• Problem
Reproduce the data below word for word, from its first line up to and including the line that contains "[[0, 314, 451, 472]]". Leave the pictures out of your copy.

• Data entries
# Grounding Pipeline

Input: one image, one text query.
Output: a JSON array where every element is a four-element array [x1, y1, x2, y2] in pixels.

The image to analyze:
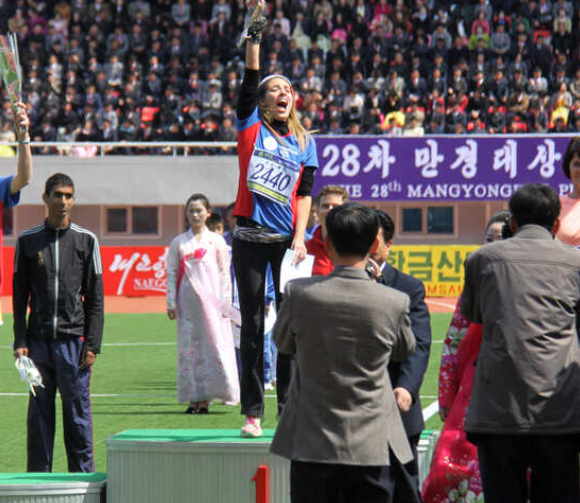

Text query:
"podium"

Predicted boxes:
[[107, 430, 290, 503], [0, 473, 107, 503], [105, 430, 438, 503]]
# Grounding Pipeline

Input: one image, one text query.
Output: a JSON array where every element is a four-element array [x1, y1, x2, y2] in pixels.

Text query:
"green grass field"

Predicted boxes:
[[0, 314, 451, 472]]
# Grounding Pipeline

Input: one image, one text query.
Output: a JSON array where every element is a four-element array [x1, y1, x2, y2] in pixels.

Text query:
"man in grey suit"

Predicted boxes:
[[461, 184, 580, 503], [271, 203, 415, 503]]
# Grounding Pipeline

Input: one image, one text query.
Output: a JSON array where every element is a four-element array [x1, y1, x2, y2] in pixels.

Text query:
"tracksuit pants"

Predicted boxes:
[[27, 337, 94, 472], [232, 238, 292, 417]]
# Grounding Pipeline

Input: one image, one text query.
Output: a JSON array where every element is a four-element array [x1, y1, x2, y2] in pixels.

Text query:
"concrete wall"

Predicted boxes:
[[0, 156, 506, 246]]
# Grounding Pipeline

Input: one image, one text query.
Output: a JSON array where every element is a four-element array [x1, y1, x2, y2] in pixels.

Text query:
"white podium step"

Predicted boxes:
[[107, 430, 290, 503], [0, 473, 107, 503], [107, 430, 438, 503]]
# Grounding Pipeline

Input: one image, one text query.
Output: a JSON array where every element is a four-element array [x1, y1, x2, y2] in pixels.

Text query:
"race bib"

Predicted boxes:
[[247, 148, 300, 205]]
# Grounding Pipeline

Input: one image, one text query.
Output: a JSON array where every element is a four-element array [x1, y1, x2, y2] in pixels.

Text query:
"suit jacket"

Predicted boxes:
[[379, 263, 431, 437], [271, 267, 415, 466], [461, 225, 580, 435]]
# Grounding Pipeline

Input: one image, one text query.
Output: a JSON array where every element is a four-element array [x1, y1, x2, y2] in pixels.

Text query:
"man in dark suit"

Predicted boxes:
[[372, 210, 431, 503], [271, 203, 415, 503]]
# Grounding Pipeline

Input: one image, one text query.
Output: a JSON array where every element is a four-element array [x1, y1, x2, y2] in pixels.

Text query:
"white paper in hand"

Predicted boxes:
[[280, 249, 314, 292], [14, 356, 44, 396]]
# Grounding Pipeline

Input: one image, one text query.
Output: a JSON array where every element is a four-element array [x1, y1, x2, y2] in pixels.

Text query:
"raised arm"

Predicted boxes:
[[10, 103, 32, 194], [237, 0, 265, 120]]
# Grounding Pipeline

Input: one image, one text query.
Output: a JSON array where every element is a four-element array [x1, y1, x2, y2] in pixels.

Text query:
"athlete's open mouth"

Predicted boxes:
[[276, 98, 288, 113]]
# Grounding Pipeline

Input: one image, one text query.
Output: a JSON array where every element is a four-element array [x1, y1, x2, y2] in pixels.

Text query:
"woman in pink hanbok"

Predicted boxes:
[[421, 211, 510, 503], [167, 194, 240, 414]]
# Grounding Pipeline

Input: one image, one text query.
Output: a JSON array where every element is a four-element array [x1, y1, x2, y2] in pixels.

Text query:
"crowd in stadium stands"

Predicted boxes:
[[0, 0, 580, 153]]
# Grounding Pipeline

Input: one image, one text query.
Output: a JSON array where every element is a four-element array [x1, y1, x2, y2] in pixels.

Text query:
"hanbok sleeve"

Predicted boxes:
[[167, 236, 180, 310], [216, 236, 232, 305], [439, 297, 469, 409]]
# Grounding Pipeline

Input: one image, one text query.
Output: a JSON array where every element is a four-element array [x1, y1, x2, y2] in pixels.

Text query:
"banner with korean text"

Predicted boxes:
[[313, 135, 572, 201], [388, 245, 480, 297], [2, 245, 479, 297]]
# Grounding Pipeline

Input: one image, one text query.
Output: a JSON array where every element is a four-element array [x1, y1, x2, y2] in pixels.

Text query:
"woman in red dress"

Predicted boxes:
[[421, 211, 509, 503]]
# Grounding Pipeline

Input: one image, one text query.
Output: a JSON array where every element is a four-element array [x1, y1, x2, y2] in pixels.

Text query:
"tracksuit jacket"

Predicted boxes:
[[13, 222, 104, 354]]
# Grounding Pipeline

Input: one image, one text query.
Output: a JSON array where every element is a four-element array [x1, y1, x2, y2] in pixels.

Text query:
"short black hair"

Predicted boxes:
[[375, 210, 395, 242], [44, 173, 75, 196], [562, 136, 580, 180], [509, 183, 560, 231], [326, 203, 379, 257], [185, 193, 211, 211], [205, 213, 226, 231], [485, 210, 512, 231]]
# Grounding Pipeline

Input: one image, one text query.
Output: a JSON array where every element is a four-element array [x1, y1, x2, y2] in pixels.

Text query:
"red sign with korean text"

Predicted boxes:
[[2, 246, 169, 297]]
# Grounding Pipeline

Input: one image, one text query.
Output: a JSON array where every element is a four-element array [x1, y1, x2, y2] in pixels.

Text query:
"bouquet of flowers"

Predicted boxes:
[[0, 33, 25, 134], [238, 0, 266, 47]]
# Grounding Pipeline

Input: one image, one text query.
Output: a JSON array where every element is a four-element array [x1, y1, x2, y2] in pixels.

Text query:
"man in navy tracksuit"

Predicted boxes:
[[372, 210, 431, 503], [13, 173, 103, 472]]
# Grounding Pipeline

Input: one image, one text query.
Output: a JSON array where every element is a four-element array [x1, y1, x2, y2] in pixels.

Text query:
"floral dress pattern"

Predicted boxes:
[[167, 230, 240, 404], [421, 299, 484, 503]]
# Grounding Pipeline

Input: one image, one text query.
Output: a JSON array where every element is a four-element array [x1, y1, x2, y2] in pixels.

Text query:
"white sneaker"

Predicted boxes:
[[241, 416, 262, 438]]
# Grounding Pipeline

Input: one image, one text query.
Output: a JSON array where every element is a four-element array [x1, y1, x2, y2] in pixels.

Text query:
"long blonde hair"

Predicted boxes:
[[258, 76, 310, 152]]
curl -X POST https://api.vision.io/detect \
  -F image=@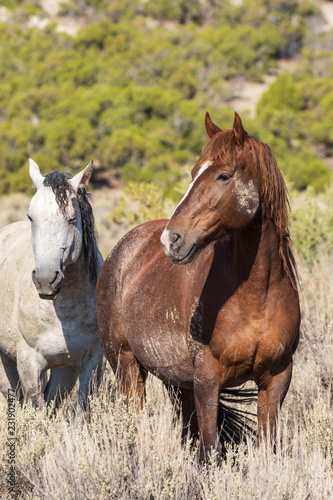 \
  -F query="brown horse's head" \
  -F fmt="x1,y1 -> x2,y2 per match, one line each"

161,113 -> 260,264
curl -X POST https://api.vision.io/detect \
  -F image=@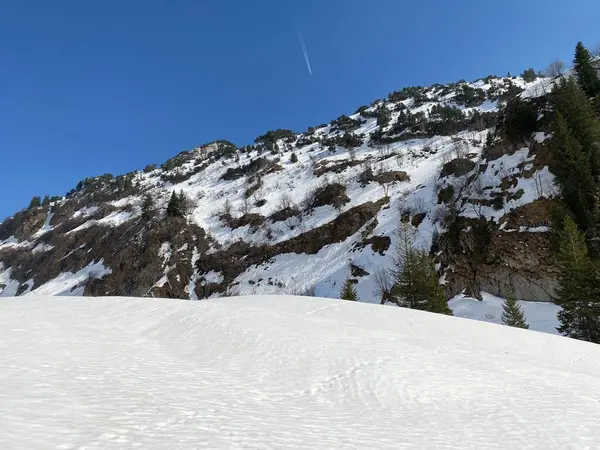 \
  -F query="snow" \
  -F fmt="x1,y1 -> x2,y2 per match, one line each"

• The output
# Grounding Pipeline

Input: one image, one text query.
Output: a JSON array where every element is a four-element array [x1, y1, x2, y2] in pixels.

The image to analyze:

Text query:
"podium"

Predicted boxes:
[[107, 430, 290, 503], [0, 473, 107, 503], [105, 430, 438, 503]]
# Grounding Pipeline

Input: one image, one text query.
Output: a JSON array where every element is a four-element array [x1, y1, x2, y2] in pixels.

Text query:
"green grass field"

Predicted boxes:
[[0, 314, 451, 472]]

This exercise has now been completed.